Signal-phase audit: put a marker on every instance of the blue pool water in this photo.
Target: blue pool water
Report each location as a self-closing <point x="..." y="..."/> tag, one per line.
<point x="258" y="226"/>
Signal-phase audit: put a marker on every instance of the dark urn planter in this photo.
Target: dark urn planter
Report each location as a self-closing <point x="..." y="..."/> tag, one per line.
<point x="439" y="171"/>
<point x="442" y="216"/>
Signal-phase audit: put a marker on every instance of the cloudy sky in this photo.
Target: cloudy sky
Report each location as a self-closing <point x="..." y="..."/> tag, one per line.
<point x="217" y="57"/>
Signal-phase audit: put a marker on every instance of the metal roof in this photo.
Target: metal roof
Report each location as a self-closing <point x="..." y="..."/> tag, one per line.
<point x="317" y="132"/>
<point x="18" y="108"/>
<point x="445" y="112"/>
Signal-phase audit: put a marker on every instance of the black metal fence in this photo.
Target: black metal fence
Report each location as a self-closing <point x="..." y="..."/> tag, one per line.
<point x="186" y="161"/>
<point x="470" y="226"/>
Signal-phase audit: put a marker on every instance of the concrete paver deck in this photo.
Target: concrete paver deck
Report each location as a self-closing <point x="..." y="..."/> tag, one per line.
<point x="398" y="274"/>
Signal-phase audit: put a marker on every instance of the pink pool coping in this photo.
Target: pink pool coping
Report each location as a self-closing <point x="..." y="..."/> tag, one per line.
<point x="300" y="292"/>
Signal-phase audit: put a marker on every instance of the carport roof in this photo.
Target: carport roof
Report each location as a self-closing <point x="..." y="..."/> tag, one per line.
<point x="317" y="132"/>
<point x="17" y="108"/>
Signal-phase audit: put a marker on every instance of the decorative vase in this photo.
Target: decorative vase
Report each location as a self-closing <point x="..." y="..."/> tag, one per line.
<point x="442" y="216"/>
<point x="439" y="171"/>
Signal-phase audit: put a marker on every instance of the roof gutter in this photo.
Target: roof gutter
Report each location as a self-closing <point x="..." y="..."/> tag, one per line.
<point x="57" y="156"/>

==

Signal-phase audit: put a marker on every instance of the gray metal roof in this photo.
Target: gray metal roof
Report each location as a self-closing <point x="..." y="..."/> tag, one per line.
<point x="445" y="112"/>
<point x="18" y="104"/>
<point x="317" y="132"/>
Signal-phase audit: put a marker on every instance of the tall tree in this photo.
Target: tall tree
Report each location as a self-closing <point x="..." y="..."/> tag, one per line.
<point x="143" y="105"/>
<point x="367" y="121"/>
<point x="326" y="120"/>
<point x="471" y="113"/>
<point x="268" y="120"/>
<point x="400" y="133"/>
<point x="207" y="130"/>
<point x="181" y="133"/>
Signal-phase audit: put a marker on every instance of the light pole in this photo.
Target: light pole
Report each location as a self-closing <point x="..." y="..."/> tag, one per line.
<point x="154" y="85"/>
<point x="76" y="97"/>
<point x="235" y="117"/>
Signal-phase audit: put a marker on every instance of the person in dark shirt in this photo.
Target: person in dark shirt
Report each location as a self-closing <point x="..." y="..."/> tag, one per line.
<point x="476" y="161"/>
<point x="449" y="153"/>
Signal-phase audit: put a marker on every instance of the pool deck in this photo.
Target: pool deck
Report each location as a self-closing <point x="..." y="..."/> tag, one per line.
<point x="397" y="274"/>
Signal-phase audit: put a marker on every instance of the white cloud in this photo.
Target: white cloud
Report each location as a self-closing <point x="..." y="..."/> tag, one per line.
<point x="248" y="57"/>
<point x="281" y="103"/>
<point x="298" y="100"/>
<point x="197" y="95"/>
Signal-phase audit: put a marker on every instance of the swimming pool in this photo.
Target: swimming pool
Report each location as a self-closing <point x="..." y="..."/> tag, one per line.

--

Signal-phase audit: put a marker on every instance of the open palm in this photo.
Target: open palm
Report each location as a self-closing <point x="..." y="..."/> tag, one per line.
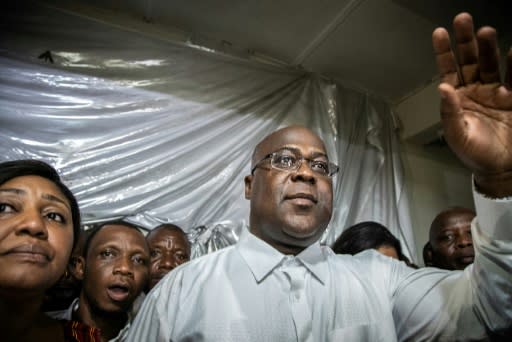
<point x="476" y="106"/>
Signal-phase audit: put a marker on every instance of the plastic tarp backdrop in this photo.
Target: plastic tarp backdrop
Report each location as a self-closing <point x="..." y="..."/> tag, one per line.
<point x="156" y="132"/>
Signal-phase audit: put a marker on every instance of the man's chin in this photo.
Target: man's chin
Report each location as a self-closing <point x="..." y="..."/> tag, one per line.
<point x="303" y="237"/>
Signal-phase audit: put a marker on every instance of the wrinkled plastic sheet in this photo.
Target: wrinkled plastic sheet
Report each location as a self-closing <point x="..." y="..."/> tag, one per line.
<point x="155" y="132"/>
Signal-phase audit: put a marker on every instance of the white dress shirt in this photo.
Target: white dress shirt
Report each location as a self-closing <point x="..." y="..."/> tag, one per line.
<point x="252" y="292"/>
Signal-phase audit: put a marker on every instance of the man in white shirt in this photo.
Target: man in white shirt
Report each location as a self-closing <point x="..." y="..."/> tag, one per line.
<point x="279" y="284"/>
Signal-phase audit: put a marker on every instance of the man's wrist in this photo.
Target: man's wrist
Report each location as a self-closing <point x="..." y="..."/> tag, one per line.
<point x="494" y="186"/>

WHAT YOU WILL DO:
Retype word for word everything in the listing above from the line that holds "Signal-phase audit: put a marker on every instance of the blue" down to the line that holds "Target: pink pool coping". Keep both end lines and leave out the rest.

RESULT BELOW:
Signal-phase audit: put a marker on every instance of the blue pool water in this photo.
Target: blue pool water
Report each location as a self-closing <point x="..." y="..."/> tag, one per line.
<point x="258" y="226"/>
Signal-phase audit: put a marker on every instance of the dark urn planter in this photo.
Target: dark urn planter
Report each location as a self-closing <point x="..." y="..."/> tag, one per line.
<point x="439" y="171"/>
<point x="442" y="216"/>
Signal-phase audit: put a marker on every instance of the cloudy sky in this photo.
Target: cloudy sky
Report each location as a self-closing <point x="..." y="..."/> tag, one per line.
<point x="217" y="57"/>
Signal-phase audit: put a marker on every instance of the metal roof in this photo.
Target: metal roof
Report each location as a self-closing <point x="..." y="..."/> tag, one per line.
<point x="317" y="132"/>
<point x="18" y="108"/>
<point x="445" y="112"/>
Signal-phase audit: put a marker on every instance of the black metal fence in this photo.
Target: black metal fence
Report each location as a self-closing <point x="..." y="..."/> tag, one per line.
<point x="186" y="161"/>
<point x="470" y="226"/>
Signal-phase audit: put a marker on every instance of the concrete paver deck in this photo.
Target: concrete paver deck
Report each location as a self-closing <point x="..." y="..."/> tag, one per line.
<point x="398" y="274"/>
Signal-phase audit: put a marker on every instance of the pink pool coping in this photo.
Target: pink pool coping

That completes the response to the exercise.